== WORK TO COMPLETE ==
Look through the entries for the string "small", and copy each line that holds it.
*** EXTRACTED DATA
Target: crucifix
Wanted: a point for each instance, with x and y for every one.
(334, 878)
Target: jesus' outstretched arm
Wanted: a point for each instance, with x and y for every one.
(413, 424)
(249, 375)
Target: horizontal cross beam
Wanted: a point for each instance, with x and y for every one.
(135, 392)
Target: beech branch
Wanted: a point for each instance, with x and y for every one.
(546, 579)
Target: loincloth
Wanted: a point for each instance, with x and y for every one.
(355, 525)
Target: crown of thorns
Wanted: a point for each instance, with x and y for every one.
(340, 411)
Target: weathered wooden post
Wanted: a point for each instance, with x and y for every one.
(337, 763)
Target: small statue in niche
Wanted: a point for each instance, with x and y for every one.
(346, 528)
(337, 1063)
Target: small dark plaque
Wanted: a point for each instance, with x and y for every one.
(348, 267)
******
*** EXTRACTED DATA
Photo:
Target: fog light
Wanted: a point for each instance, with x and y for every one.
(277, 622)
******
== FINISHED EXERCISE ==
Target: small statue in niche
Target: small dark plaque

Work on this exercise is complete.